Position identification records:
----
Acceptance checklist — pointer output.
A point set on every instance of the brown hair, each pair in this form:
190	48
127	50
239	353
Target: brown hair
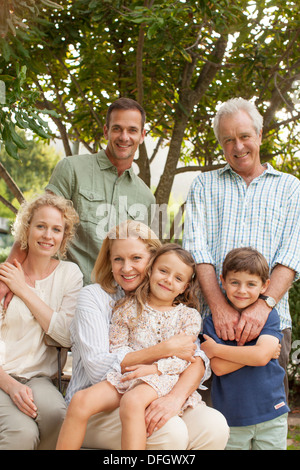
125	104
246	259
27	209
189	297
101	273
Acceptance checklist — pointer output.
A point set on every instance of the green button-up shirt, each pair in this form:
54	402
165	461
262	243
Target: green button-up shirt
102	200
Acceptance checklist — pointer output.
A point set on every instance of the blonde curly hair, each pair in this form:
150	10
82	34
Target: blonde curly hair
102	273
25	215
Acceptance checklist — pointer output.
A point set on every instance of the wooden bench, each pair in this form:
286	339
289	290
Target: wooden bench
62	379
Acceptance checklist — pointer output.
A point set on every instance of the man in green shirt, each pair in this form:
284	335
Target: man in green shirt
103	187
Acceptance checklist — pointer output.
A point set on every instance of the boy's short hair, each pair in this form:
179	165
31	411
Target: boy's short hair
246	259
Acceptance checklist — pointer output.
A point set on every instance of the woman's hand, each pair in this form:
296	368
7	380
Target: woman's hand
22	397
13	276
182	346
139	370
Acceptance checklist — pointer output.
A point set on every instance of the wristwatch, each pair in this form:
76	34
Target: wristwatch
269	300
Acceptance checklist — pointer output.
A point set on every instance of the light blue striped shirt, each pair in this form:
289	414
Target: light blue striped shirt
223	213
92	359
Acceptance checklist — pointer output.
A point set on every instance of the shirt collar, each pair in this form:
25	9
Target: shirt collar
269	170
105	163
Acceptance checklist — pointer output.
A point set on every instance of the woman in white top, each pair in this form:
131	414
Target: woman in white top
120	267
45	293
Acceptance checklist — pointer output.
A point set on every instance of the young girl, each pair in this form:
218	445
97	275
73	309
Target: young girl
163	305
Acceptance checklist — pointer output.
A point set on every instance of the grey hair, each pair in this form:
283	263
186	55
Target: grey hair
234	105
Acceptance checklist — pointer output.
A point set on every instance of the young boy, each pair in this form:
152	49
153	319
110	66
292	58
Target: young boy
248	387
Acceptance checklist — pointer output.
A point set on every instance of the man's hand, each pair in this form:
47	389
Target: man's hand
251	322
208	346
225	322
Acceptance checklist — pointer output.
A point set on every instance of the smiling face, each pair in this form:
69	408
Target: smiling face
46	231
243	288
241	144
129	259
169	278
124	136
----
TASK REQUIREMENTS. Quote each line of the listing exactly, but leave the pictures out.

RESPONSE FOR THIS EXERCISE.
Acceptance checklist — pointer output.
A point set on every instance of the brown hair, each pair in this form:
190	48
127	50
239	353
Target: brown hair
125	104
246	259
27	209
189	297
101	273
Acceptance checklist — pointer output.
A point set on every instance of the green button-up shirt, each pair in this form:
54	402
165	461
262	243
Target: green button-up shirt
102	200
Acceptance checklist — pointer output.
A point set on every instance of the blonde curly hair, each pair in this form:
150	10
82	34
Target: blonde curly hair
102	273
25	215
Acceptance checklist — pointer output.
A point set on every instance of the wooden bench, each pair in this form:
286	339
289	290
Target: wooden bench
62	379
Acceptance checklist — pointer output.
A point set on every instance of the man in green shirt, each pair in this form:
284	335
Target: man in green shirt
103	187
Acceptance checklist — pointer output.
A point set on every instance of the boy's short hair, each pair in this form:
179	165
31	411
Target: boy's short hair
246	259
Acceptance checklist — pointer output.
A point set on every instance of the woman's hand, each pair in this form:
296	368
7	380
Target: woman's hand
22	397
13	276
182	346
139	370
Acceptance checklist — pointer output.
A point set on every instance of the wristwatch, each pair in this form:
76	34
Target: wristwatch
269	300
Acceptance checklist — pointer output.
A point set on every instance of the light blue striped shirt, each pair in this form:
289	414
Target: light blue striped shirt
223	213
92	359
Acceptance checklist — pointer output.
A point set on every instance of the shirt collar, each pair in this form:
25	9
Target: shirt collar
269	170
105	163
Acceptance checklist — pointer output.
A point set on every instance of the woman in white top, each pair in this form:
131	414
Target: woman in white top
120	267
45	293
Acceptance checklist — pointer output.
A point set on every instance of the young girl, each pair in this form:
218	445
97	275
73	309
Target: young girl
163	305
Acceptance checklist — pointer output.
A point set on every instance of the grey hair, each pair in this form:
283	263
186	55
Target: grey hair
234	105
Acceptance checklist — pointer output.
A point set on every instance of the young boy, each pair in this form:
152	49
153	319
110	66
292	58
Target: young boy
248	387
Acceptance checklist — pointer output.
A point set on every instance of the man's hand, each pair in this form:
47	389
Target: man's hand
251	322
208	346
225	322
Acceptance checklist — pointer output.
A point set on every instance of the smiling face, each pair in this form:
69	408
Target: smiling face
46	231
243	288
241	144
129	259
169	278
124	136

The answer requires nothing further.